> [What the task asks] Give back exactly the first lines of the entries below, through the line with "BATCH SPEC — Class: tree foliage".
------------------------------------------------------------
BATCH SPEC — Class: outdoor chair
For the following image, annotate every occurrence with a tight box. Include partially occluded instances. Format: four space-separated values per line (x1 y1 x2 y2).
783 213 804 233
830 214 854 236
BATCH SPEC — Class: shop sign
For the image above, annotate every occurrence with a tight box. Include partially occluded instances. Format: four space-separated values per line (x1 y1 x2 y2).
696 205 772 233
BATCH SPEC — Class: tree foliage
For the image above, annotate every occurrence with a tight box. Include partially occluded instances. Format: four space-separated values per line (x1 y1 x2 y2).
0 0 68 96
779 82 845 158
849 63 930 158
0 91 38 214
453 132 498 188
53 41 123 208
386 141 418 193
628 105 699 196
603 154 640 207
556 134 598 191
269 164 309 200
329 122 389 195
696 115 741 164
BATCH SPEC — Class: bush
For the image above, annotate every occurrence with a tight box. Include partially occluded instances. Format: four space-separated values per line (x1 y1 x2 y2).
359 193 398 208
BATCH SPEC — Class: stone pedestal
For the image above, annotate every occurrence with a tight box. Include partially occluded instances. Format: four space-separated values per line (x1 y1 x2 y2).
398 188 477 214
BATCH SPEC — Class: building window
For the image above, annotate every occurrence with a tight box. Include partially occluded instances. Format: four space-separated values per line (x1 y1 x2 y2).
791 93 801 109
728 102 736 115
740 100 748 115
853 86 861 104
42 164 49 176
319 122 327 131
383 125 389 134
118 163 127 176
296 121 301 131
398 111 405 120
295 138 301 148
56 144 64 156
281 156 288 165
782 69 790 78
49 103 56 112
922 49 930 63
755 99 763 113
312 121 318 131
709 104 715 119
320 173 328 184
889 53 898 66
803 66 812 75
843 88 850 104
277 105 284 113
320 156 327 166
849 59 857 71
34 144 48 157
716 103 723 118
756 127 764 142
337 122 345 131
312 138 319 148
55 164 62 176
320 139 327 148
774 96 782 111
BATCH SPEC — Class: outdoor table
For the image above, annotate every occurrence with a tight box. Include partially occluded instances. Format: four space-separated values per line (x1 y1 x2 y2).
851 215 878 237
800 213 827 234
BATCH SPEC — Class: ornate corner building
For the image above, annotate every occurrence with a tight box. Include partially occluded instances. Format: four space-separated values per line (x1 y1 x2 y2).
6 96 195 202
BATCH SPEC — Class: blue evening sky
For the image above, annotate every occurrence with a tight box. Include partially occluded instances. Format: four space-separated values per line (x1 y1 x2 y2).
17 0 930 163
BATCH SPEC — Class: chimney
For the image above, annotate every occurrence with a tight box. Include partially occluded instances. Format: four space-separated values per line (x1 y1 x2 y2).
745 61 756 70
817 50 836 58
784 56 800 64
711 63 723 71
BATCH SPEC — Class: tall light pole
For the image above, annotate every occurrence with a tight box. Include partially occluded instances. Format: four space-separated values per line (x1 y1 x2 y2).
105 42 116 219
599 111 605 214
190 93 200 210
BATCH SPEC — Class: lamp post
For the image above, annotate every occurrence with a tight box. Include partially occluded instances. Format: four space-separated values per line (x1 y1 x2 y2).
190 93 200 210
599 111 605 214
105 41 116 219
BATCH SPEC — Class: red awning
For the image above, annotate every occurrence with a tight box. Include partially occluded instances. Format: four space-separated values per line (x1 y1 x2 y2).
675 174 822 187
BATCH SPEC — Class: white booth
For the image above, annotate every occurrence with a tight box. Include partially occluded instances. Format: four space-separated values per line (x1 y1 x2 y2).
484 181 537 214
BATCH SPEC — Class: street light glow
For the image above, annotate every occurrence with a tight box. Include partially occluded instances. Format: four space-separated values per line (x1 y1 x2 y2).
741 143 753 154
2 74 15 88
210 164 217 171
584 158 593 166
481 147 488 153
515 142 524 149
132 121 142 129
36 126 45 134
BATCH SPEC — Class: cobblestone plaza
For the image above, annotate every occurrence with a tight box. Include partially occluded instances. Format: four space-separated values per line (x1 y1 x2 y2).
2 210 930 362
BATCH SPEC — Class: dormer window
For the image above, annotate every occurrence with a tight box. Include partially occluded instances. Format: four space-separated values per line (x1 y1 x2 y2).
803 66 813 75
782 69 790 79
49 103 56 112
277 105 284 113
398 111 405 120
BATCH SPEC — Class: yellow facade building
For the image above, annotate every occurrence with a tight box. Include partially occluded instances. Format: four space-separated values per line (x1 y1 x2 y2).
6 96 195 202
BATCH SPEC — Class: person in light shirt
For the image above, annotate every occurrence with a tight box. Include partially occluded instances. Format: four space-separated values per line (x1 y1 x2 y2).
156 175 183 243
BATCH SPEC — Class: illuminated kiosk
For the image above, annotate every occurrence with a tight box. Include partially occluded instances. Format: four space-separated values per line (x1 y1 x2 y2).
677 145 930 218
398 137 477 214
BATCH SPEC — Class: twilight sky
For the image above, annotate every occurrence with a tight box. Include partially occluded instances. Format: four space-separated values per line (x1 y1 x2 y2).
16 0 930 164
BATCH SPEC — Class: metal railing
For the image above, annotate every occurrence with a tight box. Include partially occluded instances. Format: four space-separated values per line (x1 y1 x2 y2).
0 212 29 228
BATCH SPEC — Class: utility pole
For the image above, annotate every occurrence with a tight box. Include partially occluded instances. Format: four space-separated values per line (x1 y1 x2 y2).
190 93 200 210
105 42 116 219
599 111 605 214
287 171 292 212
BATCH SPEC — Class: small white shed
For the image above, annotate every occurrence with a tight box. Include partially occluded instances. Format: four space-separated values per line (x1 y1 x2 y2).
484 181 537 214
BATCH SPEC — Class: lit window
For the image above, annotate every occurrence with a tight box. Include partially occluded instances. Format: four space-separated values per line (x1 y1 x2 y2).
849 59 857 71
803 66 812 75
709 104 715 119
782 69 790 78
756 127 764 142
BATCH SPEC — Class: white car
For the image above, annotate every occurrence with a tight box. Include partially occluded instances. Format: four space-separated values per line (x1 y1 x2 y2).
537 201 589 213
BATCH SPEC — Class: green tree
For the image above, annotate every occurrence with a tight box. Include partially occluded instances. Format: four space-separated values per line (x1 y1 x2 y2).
------------------------------------------------------------
> [Answer section]
BATCH SPEC — Class: outdoor chair
For the following image, annotate every occurrence with a tight box. Include partially occluded instances. Format: four space-separated values per line (x1 y1 x2 y2).
783 213 804 233
830 214 854 236
BATCH SPEC — Class: shop sign
For the image above, annotate every occurrence with a tight box. Include partially occluded instances. Format: four space-separated values per line (x1 y1 x2 y2).
696 205 772 233
BATCH SPEC — Class: tree foliage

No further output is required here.